» **Problem description**:
Set down exactly the lines from the one containing "Target: rain streak in clouds" through the last line of the records below, both included, and nothing else.

» **Recorded information**:

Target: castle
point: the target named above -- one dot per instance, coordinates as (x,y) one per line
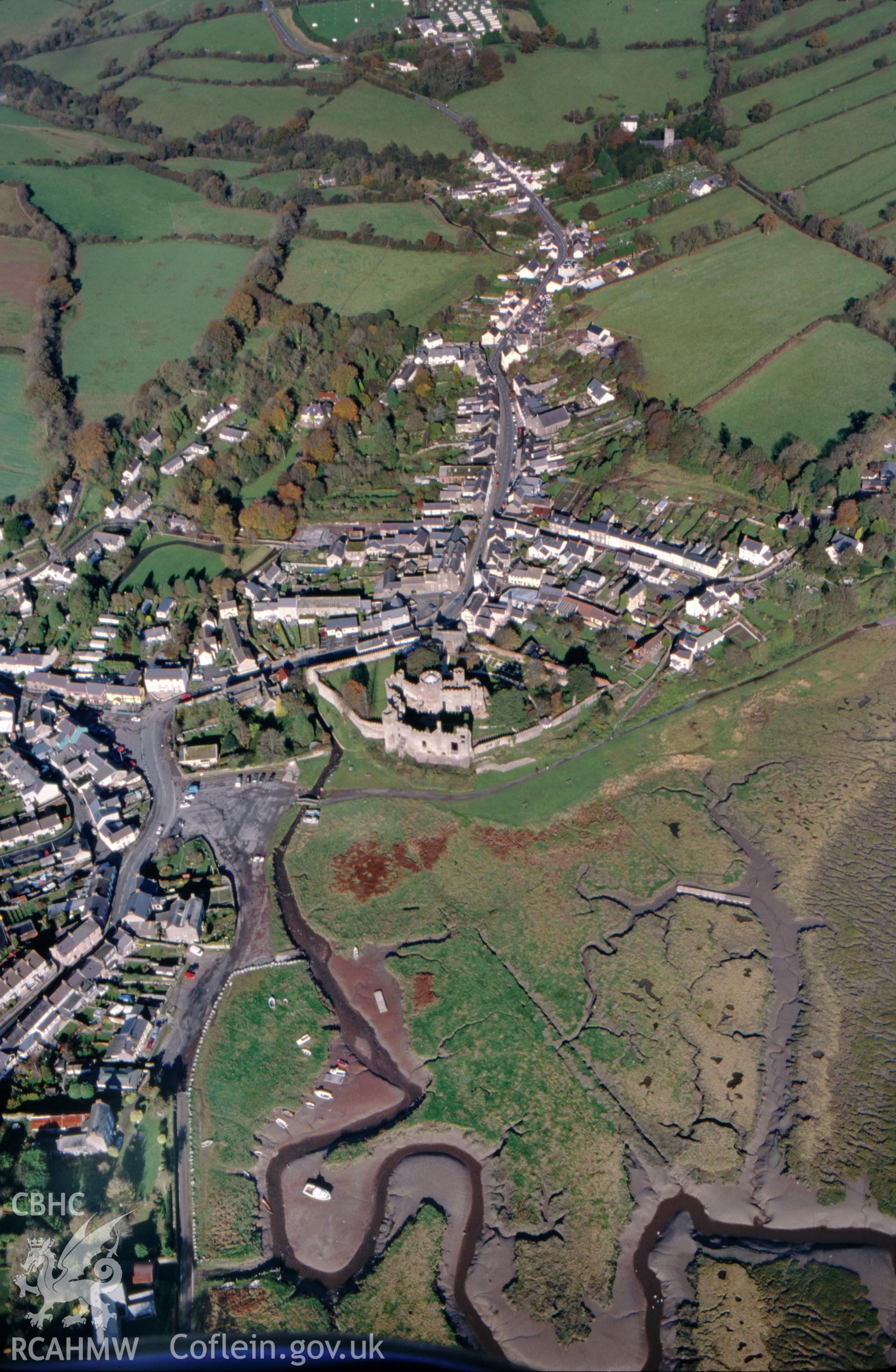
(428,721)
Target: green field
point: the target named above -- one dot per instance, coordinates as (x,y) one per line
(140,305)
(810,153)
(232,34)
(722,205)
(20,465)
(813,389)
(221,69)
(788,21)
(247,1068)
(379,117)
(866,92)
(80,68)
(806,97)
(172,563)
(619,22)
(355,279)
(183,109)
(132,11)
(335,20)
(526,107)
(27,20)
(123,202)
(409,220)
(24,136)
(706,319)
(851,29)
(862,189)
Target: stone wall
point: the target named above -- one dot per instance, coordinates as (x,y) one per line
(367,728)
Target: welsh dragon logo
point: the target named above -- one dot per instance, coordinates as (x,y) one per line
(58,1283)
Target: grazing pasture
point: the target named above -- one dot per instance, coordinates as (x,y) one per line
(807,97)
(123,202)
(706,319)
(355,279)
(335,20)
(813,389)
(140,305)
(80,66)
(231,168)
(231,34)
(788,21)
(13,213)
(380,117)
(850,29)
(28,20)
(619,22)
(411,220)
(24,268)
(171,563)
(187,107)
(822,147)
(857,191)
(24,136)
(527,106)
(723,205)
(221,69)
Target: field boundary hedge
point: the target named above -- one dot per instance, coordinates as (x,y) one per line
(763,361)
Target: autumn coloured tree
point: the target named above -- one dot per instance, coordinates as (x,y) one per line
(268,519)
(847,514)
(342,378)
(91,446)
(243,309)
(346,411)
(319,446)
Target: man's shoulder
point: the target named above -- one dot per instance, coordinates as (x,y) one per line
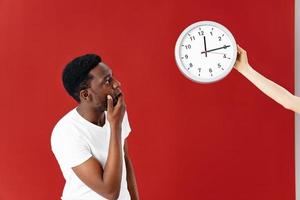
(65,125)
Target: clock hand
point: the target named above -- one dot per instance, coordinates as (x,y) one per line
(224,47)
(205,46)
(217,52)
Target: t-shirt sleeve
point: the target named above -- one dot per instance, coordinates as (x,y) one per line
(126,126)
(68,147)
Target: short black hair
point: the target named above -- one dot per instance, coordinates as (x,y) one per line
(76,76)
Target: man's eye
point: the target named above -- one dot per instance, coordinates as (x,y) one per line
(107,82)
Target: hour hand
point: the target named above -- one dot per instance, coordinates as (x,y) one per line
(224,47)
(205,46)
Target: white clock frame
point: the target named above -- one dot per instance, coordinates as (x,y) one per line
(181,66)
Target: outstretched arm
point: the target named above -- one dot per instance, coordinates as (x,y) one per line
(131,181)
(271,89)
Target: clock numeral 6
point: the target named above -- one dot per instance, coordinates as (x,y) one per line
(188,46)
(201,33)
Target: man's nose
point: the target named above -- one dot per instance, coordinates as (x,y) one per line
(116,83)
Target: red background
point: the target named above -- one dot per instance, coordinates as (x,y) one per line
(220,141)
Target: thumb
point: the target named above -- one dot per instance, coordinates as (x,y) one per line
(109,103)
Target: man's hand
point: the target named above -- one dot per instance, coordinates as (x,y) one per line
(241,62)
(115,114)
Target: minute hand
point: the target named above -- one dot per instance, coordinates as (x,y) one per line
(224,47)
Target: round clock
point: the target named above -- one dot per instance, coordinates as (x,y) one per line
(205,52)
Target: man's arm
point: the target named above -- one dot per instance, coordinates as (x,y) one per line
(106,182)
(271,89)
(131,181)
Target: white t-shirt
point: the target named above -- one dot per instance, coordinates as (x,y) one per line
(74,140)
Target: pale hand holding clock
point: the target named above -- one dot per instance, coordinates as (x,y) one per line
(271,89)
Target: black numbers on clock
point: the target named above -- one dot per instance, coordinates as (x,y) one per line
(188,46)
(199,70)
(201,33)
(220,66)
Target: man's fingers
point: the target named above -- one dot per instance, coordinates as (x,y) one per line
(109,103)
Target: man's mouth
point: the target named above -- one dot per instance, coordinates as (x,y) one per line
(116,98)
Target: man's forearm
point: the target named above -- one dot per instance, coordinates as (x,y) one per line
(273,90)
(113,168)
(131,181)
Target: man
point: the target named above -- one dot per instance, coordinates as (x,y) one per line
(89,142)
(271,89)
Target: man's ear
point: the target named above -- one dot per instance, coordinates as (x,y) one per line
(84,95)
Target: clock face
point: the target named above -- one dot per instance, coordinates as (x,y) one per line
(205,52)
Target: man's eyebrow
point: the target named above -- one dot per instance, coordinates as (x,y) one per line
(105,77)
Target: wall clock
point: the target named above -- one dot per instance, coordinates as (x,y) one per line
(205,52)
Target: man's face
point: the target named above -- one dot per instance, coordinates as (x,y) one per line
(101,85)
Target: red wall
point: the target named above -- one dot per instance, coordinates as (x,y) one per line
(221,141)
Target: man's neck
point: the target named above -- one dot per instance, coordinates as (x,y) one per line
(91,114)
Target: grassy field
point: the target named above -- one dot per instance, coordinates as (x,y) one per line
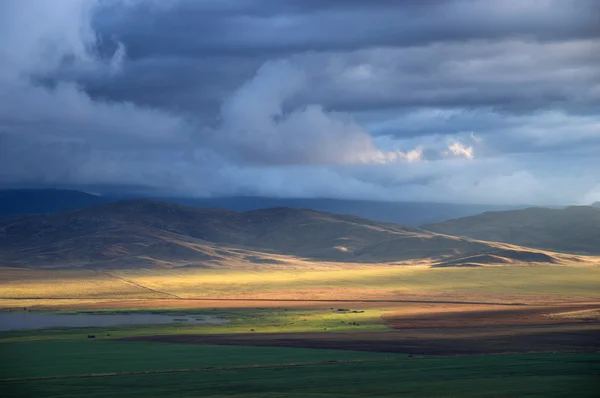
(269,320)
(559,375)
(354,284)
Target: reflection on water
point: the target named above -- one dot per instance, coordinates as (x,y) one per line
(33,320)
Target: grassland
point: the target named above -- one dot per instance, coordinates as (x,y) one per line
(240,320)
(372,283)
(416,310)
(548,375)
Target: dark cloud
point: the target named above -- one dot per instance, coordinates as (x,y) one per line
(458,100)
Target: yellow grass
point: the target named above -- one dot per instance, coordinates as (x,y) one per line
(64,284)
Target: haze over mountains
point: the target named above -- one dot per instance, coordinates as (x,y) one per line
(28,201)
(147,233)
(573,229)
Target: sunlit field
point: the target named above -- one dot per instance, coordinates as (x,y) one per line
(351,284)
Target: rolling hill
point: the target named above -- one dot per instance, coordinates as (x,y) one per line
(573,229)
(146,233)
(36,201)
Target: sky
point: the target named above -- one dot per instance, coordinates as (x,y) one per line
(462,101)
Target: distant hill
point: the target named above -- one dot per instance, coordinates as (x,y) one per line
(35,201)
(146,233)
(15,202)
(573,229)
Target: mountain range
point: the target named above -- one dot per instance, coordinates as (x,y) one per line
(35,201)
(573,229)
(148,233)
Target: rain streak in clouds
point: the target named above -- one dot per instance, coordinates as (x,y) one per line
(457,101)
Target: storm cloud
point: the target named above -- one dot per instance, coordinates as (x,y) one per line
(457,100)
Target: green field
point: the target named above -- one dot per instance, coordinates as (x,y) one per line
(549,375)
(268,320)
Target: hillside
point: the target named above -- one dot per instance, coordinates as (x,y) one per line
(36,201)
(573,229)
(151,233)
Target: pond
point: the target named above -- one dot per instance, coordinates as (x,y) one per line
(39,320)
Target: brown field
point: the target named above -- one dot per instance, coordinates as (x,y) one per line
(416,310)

» **Answer to the task**:
Target: rain streak in clouds
point: the target named above -- one dot per instance, coordinates as (x,y) one per line
(457,101)
Target: storm cloud
point: the target named above -- one dot per instance, coordinates as (x,y) one per line
(457,100)
Target: green field
point: the target named above -- one dot per instance, coordinates as (x,y) one per line
(549,375)
(268,320)
Target: hillside
point: the target named above -- one dot per instance, coordinates as (x,y) one per line
(36,201)
(573,229)
(151,233)
Target: pond
point: the target named above -- one dot per instance, coordinates as (x,y) one per line
(39,320)
Target: brown field
point: the target named above -- one dot per instance, coordinates as (x,y) one per line
(416,310)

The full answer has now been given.